_ARTICLE_.
Rosand plays each piece as to the manner born. The Szymanowski miniatures are fevered and ethereal, the Chopin Nocturnes ardent, and the Wieniawski bonbons playful. Rosand still has the technique to pull off this program, but he doesn't aim for flash anymore, preferring to play each work as a character study rather than as an opportunity for showing off. An interesting note for violin aficionados: Rosand plays the same Guarnerius del Gesu violin that was played by Paul Kochanski, the violinist who worked with Szymanowski to arrange and compose his music for violin.
--American Record Guide, November/December 2002, Page 227
Rosand's Legacy, as one can determine from the programme he essays, is Polish. To this a little greater spice is added because he plays the ex-Kochanski Guarneri; Szymanowski's Three Myths were dedicated to that magnificent but sadly short-lived violinist. Recorded in May 2001 Rosand shows few signs of technical decline and none at all of a loss of expressive nuance. Part of something of a Golden Age of American violinists – in an era in which Isaac Stern ruled the roost domestically – Rosand has recorded for a number of smaller labels and the latest is Artek. He is a marvellous musician and as he showed during his last London visit, when I heard him at the Wigmore Hall, his ability to coax a sweet yet powerful tone is unimpeded, his slides still apposite and tastefully deployed, his whole artistic persona one of generous engagement - one of the very best violinists of his generation.
He catches the soaringly fractured line in Szymanowski's Nocturne, its folk impulses perfectly understood and in the Tarantella he is effortlessly virtuosic, a suitably dramatic orator; my only complaint is that the balance favours the excellent pianist Hugh Sung, a splendidly active musician but here one who can submerge the violin. The phantasmagoric intensity of the Fountain of Arethusa is treated to Rosand's special poetic intensity and luscious deployment of expressive devices. His intonation remains under control, his playing one of optimum poeticism. In Narcissus he seems to inhabit its rapturous introversion - intoxicating – and he flutters and skitters, running through daredevil heroics in Dryads and Pan. But he is just as capable of catching the essence, the core of the hallucinatory, otherworldly syntax even down to the puckish, throwaway spectral finish. Rosand lavishes the full range of his bewitching tone colours on the Op. 23 Romance – very tender playing with superior and sophisticated finger position changes.

_ENTRIES PROVIDED_.
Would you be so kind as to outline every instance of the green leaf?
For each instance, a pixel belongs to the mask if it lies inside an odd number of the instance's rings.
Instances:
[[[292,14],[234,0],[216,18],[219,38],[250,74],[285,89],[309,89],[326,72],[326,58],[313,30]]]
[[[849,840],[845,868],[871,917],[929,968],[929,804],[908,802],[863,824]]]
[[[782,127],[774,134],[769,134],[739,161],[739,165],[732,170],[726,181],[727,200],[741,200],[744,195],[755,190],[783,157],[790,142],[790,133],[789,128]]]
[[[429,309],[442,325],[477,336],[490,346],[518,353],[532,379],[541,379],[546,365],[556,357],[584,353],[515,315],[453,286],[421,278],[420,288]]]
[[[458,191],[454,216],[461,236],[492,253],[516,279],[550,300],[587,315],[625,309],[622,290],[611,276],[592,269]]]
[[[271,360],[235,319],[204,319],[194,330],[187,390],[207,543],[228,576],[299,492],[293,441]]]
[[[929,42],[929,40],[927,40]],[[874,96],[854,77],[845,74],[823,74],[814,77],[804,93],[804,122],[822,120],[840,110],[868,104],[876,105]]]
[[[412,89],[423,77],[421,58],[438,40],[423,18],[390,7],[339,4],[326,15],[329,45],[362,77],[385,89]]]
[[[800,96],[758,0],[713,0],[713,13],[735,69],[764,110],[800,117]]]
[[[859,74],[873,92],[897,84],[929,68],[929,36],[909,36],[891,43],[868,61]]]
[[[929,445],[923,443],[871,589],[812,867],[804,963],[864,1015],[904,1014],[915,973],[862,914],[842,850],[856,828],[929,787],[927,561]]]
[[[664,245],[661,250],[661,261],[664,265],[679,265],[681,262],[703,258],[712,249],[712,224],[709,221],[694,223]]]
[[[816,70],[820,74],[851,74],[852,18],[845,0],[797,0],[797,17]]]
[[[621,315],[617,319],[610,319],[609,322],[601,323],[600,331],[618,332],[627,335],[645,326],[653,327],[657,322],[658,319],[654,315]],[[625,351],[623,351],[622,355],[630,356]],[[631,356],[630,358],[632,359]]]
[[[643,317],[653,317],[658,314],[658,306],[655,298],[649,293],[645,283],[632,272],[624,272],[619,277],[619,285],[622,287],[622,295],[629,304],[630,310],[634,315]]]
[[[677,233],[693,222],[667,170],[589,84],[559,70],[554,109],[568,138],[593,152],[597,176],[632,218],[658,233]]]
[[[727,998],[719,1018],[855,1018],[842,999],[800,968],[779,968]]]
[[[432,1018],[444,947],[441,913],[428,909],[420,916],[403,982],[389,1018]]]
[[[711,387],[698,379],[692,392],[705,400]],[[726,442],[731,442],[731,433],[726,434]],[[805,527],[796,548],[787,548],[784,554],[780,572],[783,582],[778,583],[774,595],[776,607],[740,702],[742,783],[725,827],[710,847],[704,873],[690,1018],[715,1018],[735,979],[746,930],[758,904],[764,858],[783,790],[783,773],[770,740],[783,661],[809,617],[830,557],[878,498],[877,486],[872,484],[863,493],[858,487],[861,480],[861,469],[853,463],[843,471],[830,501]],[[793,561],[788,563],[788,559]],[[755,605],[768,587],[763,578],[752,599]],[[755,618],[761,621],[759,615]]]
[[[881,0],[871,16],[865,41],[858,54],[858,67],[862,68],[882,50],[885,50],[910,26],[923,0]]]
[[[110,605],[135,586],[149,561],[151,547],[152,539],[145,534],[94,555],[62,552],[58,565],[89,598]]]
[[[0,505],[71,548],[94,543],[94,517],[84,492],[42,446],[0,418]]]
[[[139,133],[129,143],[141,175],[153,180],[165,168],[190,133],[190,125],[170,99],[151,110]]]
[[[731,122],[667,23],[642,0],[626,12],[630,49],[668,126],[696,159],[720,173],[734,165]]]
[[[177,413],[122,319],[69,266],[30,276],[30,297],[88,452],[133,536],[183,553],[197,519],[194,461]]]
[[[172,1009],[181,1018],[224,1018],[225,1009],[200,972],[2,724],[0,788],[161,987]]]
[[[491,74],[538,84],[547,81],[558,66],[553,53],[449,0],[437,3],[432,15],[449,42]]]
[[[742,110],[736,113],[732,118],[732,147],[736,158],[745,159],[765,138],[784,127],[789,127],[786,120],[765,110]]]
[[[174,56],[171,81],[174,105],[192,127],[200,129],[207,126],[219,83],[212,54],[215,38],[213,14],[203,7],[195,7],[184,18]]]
* * *
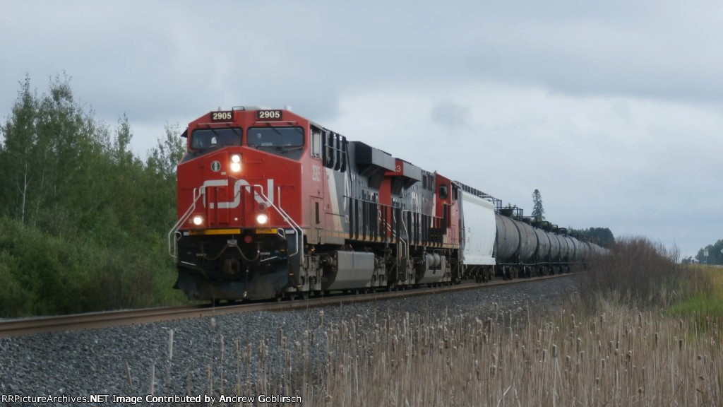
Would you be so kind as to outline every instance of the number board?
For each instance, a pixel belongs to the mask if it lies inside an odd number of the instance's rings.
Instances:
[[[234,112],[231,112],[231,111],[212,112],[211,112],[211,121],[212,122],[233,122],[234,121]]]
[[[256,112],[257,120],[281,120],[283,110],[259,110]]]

_GIVEN TASK 1_. In the review of Rosand's violin recording, in what month and year was the recording made?
_GIVEN TASK 2_. Resume the review of Rosand's violin recording from the point at which it stops.
The items above bear no relation to the review of Rosand's violin recording.

_RIGHT ANSWER 1_. May 2001.

_RIGHT ANSWER 2_.
He also plays a group of Chopin Nocturnes; two in nowadays somewhat overlooked arrangements by August Wilhelmj, one by Sarasate and one by Milstein (the familiar C sharp minor). I like the way he points up the rather idiomatically solemn religiosity of the central section of the E minor (in the Wilhelmj transcription). Perhaps he lacks Milstein's stillness in the C sharp minor but this is still a good performance. In the Wieniawski group his Capriccio-Valse is not too fingerbustingly motoric – it has colour, it has luscious tone, it has poise. The moto perpetuo type Saltarelle (actually a Caprice) is in true nineteenth century showstopper tradition – and Rosand doesn't let us down – and the recital ends with the more familiar Souvenir de Moscou. Here is more evidence of the sheer elegance and precision of his playing. The harmonics are negotiated with panache though the tempo is never excessive.
My admiration for Rosand has lasted a long time and is undimmed. His latest release continues in the tradition of his august discographic predecessors. He is a violinist we will hear whatever he plays.